### [What you should do]
Reproduce only the lines that run from the line containing "Note to the class: find each instance of the large" to the end of the entries below, exactly as they stand.

Saved entries:

:::

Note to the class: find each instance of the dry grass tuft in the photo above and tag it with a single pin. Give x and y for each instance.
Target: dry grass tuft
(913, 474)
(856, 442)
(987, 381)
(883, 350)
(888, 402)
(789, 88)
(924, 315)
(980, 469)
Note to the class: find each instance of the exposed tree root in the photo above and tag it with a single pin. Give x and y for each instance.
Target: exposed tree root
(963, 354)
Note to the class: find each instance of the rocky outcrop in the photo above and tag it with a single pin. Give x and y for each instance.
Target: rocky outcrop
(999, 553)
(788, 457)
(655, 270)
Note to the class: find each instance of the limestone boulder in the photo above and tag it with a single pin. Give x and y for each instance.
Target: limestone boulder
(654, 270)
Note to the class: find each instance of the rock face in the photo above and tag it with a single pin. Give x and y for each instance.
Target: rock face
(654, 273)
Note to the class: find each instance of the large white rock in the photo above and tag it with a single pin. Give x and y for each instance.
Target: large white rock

:::

### [Response box]
Note to the class: find each instance of the large white rock in the photo above and tag it with a single pin. Give x and y for each instance.
Target: large white rock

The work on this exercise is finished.